_TASK STATEMENT_.
Rewrite the records from the line containing "Task: If you could identify the dark" through the line containing "point(482, 25)", putting "deep pink balloon" wherever "dark pink balloon" appears and leaving everything else as it is.

+--

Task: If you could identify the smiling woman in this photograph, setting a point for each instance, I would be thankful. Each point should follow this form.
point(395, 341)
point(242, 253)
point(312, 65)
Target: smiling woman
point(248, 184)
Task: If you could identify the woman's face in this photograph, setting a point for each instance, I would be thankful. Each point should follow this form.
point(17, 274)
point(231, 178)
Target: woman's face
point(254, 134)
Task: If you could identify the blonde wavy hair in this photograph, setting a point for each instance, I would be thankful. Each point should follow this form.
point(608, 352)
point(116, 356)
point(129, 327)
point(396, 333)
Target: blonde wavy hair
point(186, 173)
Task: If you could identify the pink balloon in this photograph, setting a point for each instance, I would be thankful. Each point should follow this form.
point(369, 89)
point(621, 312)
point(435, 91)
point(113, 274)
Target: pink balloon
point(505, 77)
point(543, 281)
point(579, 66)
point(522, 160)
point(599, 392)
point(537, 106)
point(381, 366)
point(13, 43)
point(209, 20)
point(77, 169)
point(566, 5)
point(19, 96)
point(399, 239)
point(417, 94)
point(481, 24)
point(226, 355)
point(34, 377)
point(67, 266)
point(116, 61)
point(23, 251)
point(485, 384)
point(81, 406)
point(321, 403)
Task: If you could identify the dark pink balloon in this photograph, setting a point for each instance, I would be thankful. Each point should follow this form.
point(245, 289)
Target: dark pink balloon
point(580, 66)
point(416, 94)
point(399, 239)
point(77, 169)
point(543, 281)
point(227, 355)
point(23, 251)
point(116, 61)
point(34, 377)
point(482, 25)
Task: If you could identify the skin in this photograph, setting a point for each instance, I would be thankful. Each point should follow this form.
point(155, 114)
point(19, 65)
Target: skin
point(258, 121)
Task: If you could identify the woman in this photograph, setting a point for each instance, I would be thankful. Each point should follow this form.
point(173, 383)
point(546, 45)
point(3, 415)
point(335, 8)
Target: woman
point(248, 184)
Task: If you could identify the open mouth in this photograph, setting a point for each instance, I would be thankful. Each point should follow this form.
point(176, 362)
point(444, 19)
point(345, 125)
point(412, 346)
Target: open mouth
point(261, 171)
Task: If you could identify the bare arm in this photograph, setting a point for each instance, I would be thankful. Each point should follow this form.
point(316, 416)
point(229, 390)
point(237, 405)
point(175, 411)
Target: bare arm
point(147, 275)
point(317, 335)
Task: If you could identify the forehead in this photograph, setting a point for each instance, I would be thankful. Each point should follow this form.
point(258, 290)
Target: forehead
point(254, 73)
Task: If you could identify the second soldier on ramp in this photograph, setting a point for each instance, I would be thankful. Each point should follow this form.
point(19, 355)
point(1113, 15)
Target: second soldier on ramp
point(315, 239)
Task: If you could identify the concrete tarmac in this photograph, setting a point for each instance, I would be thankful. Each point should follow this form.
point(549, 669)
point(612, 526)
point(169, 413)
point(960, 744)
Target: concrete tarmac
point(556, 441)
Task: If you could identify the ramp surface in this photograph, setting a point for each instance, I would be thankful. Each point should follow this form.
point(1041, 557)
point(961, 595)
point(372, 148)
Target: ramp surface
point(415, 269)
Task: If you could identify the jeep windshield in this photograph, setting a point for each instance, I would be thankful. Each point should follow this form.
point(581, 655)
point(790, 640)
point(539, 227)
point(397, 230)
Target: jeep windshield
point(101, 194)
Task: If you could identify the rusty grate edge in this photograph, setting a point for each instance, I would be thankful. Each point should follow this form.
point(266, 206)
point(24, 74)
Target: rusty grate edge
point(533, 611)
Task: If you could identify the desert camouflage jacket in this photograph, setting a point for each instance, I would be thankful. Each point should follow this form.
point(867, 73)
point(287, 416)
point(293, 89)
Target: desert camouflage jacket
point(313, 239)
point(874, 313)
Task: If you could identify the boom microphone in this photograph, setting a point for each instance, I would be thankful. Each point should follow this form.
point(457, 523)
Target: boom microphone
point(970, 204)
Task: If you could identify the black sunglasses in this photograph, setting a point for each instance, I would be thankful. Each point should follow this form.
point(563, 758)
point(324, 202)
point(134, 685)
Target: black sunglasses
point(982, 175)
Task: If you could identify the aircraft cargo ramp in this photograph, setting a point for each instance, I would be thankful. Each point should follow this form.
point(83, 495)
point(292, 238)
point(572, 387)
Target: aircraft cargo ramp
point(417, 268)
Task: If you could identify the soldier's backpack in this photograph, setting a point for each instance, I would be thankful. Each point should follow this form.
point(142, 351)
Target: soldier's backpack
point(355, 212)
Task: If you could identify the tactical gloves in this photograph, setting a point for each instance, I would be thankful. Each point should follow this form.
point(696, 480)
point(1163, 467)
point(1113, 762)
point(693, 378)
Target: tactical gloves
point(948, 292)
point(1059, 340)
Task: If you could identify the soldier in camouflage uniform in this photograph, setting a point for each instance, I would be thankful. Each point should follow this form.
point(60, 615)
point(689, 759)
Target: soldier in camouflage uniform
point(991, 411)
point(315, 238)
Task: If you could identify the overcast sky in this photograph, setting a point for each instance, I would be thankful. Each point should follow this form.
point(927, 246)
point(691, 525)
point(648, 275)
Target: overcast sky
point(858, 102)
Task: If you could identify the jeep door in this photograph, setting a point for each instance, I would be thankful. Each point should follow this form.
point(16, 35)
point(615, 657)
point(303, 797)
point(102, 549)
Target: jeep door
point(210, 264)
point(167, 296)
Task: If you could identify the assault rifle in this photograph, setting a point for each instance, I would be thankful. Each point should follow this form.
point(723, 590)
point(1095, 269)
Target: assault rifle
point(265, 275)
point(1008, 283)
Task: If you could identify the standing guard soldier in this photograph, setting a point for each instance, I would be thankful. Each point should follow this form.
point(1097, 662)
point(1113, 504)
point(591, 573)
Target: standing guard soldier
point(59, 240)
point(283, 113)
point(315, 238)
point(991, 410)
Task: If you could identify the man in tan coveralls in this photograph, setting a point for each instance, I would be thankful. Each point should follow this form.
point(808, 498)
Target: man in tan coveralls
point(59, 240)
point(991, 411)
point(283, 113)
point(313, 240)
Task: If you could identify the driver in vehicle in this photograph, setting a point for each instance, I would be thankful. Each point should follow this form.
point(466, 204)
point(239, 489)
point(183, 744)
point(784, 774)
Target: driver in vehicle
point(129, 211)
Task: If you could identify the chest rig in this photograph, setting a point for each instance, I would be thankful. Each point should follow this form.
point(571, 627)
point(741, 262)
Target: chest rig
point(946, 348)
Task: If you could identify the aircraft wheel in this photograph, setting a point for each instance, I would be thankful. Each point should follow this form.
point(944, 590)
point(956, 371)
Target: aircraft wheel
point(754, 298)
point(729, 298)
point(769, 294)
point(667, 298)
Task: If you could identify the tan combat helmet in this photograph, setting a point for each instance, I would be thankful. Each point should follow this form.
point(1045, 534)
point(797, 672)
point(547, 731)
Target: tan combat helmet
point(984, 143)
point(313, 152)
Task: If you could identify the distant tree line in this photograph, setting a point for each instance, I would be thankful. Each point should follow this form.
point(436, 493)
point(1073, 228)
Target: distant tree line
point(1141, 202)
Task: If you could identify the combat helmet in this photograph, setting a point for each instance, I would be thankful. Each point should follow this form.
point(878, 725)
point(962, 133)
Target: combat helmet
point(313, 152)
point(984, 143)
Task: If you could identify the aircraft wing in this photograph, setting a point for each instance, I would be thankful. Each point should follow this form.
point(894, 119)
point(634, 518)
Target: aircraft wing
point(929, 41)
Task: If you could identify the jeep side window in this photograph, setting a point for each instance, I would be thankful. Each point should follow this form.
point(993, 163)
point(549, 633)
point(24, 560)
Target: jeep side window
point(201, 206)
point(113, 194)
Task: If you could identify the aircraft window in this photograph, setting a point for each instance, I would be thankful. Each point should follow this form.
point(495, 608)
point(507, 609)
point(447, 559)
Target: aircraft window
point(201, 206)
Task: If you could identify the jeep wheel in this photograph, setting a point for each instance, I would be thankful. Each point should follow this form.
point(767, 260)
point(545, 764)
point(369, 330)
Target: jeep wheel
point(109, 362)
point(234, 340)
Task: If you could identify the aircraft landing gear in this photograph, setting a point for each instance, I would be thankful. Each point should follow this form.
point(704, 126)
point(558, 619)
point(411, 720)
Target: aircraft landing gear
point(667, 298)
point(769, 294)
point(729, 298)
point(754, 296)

+--

_WRITTEN RESPONSE_.
Task: If you could identify the deep pink balloon in this photograph, setting a point for each instance, I would be thankful. Each point should follow this form.
point(245, 289)
Target: deep pink balloon
point(580, 66)
point(416, 94)
point(399, 239)
point(77, 169)
point(543, 281)
point(227, 355)
point(23, 251)
point(116, 61)
point(34, 377)
point(482, 25)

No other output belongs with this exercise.